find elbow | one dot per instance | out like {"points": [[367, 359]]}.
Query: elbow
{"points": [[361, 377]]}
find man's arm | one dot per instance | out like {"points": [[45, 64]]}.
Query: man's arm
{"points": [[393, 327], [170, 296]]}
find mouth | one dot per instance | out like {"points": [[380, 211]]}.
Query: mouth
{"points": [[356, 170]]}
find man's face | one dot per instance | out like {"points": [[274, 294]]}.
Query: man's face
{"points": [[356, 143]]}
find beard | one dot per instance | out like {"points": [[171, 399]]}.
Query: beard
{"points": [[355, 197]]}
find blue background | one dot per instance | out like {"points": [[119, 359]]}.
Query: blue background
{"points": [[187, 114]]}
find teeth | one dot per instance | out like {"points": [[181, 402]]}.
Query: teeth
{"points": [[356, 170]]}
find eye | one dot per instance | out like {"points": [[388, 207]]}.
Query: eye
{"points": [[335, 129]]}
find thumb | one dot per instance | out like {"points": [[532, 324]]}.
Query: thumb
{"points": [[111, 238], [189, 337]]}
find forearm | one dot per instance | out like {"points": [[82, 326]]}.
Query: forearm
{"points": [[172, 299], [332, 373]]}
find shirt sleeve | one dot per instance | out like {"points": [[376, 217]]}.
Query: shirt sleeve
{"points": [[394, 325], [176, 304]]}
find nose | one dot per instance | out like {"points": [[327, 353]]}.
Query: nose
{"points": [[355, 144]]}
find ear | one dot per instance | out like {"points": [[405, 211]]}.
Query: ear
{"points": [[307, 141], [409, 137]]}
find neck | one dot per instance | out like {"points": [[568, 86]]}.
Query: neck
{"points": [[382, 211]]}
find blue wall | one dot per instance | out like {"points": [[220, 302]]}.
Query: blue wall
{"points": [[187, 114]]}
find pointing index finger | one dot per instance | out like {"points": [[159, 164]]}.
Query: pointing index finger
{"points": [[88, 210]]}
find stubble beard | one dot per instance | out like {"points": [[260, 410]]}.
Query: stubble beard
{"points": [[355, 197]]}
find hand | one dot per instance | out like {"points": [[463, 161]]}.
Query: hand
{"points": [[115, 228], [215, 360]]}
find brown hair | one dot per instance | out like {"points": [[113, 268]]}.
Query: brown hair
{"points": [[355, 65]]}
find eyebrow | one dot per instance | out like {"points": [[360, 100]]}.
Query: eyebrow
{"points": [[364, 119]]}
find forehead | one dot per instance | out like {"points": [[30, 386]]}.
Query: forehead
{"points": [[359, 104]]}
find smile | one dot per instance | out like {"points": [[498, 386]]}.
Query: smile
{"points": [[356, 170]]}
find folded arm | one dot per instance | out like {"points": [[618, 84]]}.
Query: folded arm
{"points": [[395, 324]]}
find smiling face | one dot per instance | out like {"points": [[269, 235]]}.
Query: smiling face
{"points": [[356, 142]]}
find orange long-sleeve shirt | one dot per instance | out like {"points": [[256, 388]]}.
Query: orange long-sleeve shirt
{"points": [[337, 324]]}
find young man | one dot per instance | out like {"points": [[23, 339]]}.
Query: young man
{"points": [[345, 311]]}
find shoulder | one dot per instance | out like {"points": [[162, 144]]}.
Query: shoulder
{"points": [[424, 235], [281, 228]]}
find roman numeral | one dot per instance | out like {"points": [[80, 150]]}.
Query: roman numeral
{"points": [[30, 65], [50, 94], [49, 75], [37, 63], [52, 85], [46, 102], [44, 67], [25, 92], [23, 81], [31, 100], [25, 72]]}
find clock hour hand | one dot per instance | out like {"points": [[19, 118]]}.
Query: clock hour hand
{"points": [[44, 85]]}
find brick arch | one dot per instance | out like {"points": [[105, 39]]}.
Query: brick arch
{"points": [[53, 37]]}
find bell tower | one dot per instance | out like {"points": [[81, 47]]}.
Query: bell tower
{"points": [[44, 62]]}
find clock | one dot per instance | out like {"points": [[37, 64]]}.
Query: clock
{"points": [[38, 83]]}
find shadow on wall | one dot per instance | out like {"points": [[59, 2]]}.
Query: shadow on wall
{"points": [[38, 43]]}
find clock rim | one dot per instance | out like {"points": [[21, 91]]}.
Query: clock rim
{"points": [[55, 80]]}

+--

> **EXERCISE**
Set down, from the entries above, exactly the lines from the one with "find young man" up to and including the one with "find bell tower", and no other lines.

> **ANSWER BOX**
find young man | one dot per instance | out like {"points": [[23, 339]]}.
Query: young man
{"points": [[345, 311]]}
find shoulder | one dot per instance | out like {"points": [[162, 144]]}.
Query: shoulder
{"points": [[424, 235], [281, 228]]}
find roman numeral | one dot per instance | out like {"points": [[80, 150]]}.
Query: roman numeral
{"points": [[30, 65], [50, 94], [49, 75], [37, 63], [52, 85], [46, 102], [44, 67], [25, 92], [23, 81], [31, 100], [25, 72]]}
find clock hour hand | one dot per instance | out like {"points": [[19, 118]]}.
Query: clock hour hand
{"points": [[44, 85]]}
find brick arch | one dot per instance | out like {"points": [[105, 39]]}.
Query: brick arch
{"points": [[53, 37]]}
find bell tower | one dot per instance | out like {"points": [[81, 47]]}.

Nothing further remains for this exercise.